• RECORDS FOR PROCESSING:
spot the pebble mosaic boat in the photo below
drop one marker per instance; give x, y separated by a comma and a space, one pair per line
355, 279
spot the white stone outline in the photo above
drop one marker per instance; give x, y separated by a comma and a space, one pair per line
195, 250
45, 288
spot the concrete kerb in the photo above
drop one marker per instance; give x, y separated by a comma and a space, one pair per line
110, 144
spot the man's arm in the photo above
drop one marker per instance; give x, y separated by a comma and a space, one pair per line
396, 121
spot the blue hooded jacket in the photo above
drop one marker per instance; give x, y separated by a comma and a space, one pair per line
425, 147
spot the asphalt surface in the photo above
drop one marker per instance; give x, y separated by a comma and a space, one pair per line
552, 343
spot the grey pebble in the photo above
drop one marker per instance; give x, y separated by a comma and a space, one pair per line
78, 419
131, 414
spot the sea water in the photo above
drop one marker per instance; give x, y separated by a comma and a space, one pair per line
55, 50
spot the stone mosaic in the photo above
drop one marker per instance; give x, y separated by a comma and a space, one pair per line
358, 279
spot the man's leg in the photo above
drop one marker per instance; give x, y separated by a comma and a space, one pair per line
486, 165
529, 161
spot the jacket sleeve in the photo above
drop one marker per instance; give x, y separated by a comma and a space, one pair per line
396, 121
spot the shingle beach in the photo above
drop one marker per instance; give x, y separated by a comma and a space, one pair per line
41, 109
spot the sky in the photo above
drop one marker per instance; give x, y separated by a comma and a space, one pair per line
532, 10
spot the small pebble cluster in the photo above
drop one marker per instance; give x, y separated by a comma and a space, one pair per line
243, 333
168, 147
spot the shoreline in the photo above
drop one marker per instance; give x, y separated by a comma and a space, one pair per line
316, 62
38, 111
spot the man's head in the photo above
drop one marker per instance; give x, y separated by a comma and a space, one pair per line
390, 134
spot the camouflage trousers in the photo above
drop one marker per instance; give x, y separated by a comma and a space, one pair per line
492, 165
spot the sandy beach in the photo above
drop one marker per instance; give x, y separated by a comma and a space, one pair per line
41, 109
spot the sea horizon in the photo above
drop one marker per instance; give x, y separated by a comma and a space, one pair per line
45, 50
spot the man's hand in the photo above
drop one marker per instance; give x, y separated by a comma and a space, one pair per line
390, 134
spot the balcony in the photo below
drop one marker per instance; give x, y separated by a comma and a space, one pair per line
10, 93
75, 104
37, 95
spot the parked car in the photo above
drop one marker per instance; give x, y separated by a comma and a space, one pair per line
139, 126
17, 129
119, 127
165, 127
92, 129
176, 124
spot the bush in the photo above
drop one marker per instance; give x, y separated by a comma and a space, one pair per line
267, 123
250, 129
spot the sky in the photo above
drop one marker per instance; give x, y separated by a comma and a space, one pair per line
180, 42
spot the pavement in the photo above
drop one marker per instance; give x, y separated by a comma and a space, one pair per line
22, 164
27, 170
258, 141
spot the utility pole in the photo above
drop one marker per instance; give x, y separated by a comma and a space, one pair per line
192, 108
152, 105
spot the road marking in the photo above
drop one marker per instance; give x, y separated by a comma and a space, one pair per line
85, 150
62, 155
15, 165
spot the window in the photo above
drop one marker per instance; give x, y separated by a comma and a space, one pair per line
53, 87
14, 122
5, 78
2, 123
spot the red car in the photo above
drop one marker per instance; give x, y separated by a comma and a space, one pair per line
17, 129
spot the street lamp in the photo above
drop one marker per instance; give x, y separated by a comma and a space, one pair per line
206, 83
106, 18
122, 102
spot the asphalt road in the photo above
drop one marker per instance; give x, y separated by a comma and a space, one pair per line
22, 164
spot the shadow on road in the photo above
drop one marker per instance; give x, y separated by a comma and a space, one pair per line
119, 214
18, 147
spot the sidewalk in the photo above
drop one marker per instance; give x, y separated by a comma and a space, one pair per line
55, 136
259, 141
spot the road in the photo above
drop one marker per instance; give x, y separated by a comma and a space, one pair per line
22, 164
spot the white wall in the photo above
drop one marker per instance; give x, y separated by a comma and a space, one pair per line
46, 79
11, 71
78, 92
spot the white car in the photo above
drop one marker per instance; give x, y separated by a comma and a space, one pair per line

• TASK OBJECTIVE:
Quote the whole listing above, leaving nothing out.

• RESPONSE:
spot the pebble mosaic boat in the photo below
drop one marker per instance; give x, y separated by a comma and a space, one pair per line
355, 279
spot the white stone outline in the photo above
drop one marker per instance; give x, y separated by a comma and a space, one pair per line
195, 250
45, 288
spot the concrete kerb in the photo above
drop one marker per instance; give x, y separated by a comma and a space, one pair per line
110, 144
spot the man's arm in the photo above
drop one marker per instance; give x, y separated by a comma and a space, one pair per line
396, 121
spot the blue hooded jacket in the photo above
drop one marker per instance; give x, y separated by a comma and a space, one pair per line
425, 147
spot the asphalt surface in the photo above
drop one marker per instance; give x, y separated by a comma and a space, one pair per line
552, 343
spot the grey pebble in the photo above
drop one marker per instance; give x, y separated by a comma and a space, one pair per line
78, 419
131, 414
spot the sea water in the photo above
drop one marker per instance; give x, y separated by a comma and a space, one pair per line
55, 50
spot the stone mosaic in the photo above
drop one marker per instance; give x, y separated by a comma and a space, one pair per line
358, 279
spot the man's leg in the photo above
drop one marker per instance; give x, y separated by a comma and a space, one pair per line
486, 165
529, 161
spot the jacket sleeve in the photo above
drop one marker per instance; give x, y separated by a comma and a space, one pair per line
396, 121
spot the shingle beach in the photo above
drop one marker per instance; give x, y separated by a comma and a space, one pair per line
41, 109
spot the sky in the photo above
drop one marker per instance; give x, y separated by a comma and a space, one pair per line
532, 10
spot the small pebble cluster in the photo above
drop one marker per instance; give x, y separated by a comma and a space, one pair per line
243, 333
168, 147
spot the shoreline in the photo above
drop one marker per instance; give x, y separated by a comma and a space, one pair per line
316, 62
38, 111
spot the man's head in the photo above
drop one marker per instance; give x, y separated by a comma and a space, one pair per line
390, 134
spot the camouflage trousers in the photo above
drop one marker per instance; give x, y separated by a comma and a space, one pair per line
492, 165
spot the sandy beach in the photo above
drop one marker per instance; give x, y separated by a comma and a space, one pair per line
41, 109
spot the sea horizon in the photo above
drop one marker per instance; give x, y separated by a comma and a space, one pair per line
45, 50
spot the man's hand in the photo above
drop one marker per instance; give x, y separated by a comma and a space, one pair per line
390, 134
spot the balcony in the photo below
drop one marker per instance; give x, y separated by a comma and a space, one pair per line
10, 93
75, 104
37, 95
spot the parked car in the photo above
drop one marker per instance; give x, y separated by a comma and a space, one pair per line
139, 126
17, 129
119, 127
165, 127
92, 129
176, 124
spot the bush in the photo above
drop one marker per instance; give x, y separated by a comma and a space, one pair per line
267, 123
250, 129
spot the sky in the photo above
drop one marker per instance; give x, y separated by a comma and a space, one pair per line
180, 42
spot the pavement in the photo above
drop one marker per instance; give x, y separated by a comma and a space, one pair per line
22, 164
27, 170
258, 141
spot the utility pole in the photo above
drop one marker per instance; give x, y separated by a comma and a space, one pair per line
192, 108
152, 105
spot the road marking in the photo above
drop one marker per instance; give x, y separated by a comma and a space, one pair per line
85, 150
62, 155
15, 165
spot the window in the photo above
drop one marker per instance; give x, y separated by a comma and a space, one pair per line
53, 87
14, 122
5, 78
2, 123
spot the red car in the photo above
drop one marker per instance; give x, y separated by a comma and a space, one pair per line
17, 129
spot the street lamp in the photo above
drop one marker per instance; give x, y separated by a comma and a space, one pair per line
206, 83
106, 18
122, 102
spot the asphalt road in the photo above
drop one marker per instance; give x, y separated by a comma and a space, one pair per line
22, 164
spot the shadow on road in the photo above
drop one marker per instance; give x, y separated by a comma and a space, one pair per line
119, 214
18, 147
spot the sidewalk in the photo above
drop one marker per instance; give x, y separated by a comma and a space, one pair per line
55, 136
259, 141
spot the road in the photo above
drop one marker per instance; give x, y separated by a comma and a space, one pair per line
22, 164
spot the white wall in the photo above
drop one marker per instance; give x, y separated by a comma and a space, one pair per line
46, 79
11, 71
78, 92
spot the white car in the photo above
drop one marker per instance; give x, y separated by a comma and a space, one pair per line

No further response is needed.